- REQUIREMENTS -
Please output the lines shown below exactly as they appear.
#### RAW RECORDS ####
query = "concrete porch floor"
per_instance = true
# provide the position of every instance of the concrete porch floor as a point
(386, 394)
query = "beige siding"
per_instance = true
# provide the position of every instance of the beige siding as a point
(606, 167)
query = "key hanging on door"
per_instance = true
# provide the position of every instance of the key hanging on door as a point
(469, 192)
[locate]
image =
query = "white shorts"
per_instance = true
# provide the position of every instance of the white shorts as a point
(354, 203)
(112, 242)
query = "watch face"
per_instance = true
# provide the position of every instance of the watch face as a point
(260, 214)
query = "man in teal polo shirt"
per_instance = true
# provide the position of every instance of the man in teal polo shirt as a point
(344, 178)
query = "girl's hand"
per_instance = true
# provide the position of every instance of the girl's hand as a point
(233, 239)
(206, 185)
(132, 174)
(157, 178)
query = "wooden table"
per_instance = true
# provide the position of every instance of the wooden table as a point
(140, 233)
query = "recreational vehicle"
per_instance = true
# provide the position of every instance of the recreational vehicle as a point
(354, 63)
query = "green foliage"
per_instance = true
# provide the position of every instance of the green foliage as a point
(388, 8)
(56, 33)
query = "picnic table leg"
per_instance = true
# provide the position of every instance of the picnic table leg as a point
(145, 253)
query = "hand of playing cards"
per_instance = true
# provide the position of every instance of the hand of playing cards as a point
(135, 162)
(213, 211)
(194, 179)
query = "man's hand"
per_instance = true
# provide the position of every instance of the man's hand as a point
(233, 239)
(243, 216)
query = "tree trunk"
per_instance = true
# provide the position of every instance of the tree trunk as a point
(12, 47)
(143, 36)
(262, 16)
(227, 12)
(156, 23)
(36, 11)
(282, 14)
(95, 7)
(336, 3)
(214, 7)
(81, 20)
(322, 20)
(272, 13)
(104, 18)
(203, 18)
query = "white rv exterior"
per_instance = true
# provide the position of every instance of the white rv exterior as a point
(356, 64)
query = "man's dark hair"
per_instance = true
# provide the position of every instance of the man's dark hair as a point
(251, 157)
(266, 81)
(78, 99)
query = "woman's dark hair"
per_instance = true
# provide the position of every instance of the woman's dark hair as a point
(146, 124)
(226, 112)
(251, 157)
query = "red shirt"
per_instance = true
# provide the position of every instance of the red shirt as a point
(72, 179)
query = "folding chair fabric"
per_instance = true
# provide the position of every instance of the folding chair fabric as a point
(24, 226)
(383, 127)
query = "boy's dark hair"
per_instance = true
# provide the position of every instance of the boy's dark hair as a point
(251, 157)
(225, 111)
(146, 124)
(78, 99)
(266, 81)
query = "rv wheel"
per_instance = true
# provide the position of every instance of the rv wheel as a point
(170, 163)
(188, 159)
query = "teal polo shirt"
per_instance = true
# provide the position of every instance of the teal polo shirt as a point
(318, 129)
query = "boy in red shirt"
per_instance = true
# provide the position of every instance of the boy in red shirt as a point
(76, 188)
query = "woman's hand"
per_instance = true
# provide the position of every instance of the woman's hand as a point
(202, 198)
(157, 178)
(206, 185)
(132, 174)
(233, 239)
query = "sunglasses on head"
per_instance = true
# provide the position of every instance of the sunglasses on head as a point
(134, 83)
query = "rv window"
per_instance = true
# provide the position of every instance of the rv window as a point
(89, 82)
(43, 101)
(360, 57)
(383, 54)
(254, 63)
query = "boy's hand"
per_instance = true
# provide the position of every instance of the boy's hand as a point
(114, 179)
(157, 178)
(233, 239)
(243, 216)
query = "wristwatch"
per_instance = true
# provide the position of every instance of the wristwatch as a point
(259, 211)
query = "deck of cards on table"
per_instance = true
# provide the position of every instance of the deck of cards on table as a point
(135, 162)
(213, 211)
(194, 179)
####
- TASK OUTPUT -
query = "concrete porch floor"
per_instance = true
# provide the position of every instance of the concrete porch floor as a point
(386, 394)
query = "beige siding"
per_instance = true
# provide the position of every instance of the beige siding as a point
(606, 167)
query = "key hanging on door"
per_instance = true
# provide the position of every instance of the key hanging on door as a point
(469, 192)
[locate]
image =
query = "white shorts"
per_instance = true
# provide the position of every instance of the white shorts as a point
(354, 203)
(112, 242)
query = "watch face"
per_instance = true
# provide the position of every instance of the watch face as a point
(260, 214)
query = "man in teal polo shirt"
per_instance = true
# provide the position of every instance of the man in teal polo shirt as a point
(344, 178)
query = "girl's hand"
per_instance = true
# provide the position of every instance of the girl's hand as a point
(233, 239)
(206, 185)
(132, 174)
(157, 178)
query = "wooden table"
per_instance = true
# provide the position of every instance of the wooden table as a point
(140, 233)
query = "recreational vehicle"
per_instance = true
# provide the position of every instance of the recreational vehicle as a point
(354, 63)
query = "green foliage"
per_instance = true
# provide the position of every instance of the green foliage as a point
(388, 8)
(56, 33)
query = "picnic table leg"
per_instance = true
# provide the position of every instance of the picnic table leg as a point
(145, 253)
query = "hand of playing cards"
per_instance = true
# provide the position of every instance of the hand of playing cards as a point
(135, 162)
(213, 211)
(194, 179)
query = "man's hand"
per_instance = true
# provide the position of every instance of the man's hand as a point
(233, 239)
(243, 216)
query = "tree trunk"
per_instance = true
# provide the position of every instance of the tree trunk as a point
(12, 47)
(143, 36)
(262, 16)
(227, 12)
(156, 23)
(36, 11)
(282, 14)
(95, 7)
(336, 3)
(214, 7)
(81, 20)
(322, 20)
(272, 13)
(104, 18)
(203, 18)
query = "white rv exterior"
per_instance = true
# provide the position of every instance of the white rv exterior as a point
(356, 64)
query = "man's dark hair"
per_instance = true
# provide the position of every instance of the man's dark hair as a point
(251, 157)
(266, 81)
(78, 99)
query = "woman's dark hair"
per_instance = true
# provide the position of every instance of the woman's dark hair as a point
(146, 124)
(226, 112)
(251, 157)
query = "red shirt"
per_instance = true
# provide the position of every instance of the red shirt as a point
(72, 179)
query = "folding chair fabric"
per_instance = true
# provide the position of every instance of the folding chair fabric as a point
(24, 226)
(383, 127)
query = "boy's dark hair"
per_instance = true
# provide the position of every instance of the boy's dark hair as a point
(251, 157)
(225, 111)
(146, 124)
(78, 99)
(266, 81)
query = "rv wheel"
per_instance = true
# provide the position of every instance of the rv wheel as a point
(170, 163)
(188, 159)
query = "teal polo shirt"
per_instance = true
# provide the position of every instance of the teal polo shirt as a point
(318, 129)
query = "boy in red shirt"
per_instance = true
# provide the position of every instance of the boy in red shirt as a point
(76, 188)
query = "woman's hand"
per_instance = true
# provide the position of every instance of the woman's hand as a point
(202, 198)
(157, 178)
(206, 185)
(132, 174)
(233, 239)
query = "sunglasses on head"
per_instance = true
# provide the position of every instance of the sunglasses on head as a point
(134, 83)
query = "rv window"
per_instance = true
# provide the position of every instance of the rv window as a point
(89, 82)
(43, 101)
(360, 57)
(383, 54)
(254, 63)
query = "boy's hand"
per_instance = true
# provide the position of every instance of the boy's hand as a point
(114, 179)
(157, 178)
(233, 239)
(243, 216)
query = "wristwatch"
per_instance = true
# provide the position of every instance of the wristwatch as a point
(259, 211)
query = "deck of cards on table"
per_instance = true
# provide the position of every instance of the deck of cards on table as a point
(135, 162)
(213, 211)
(194, 179)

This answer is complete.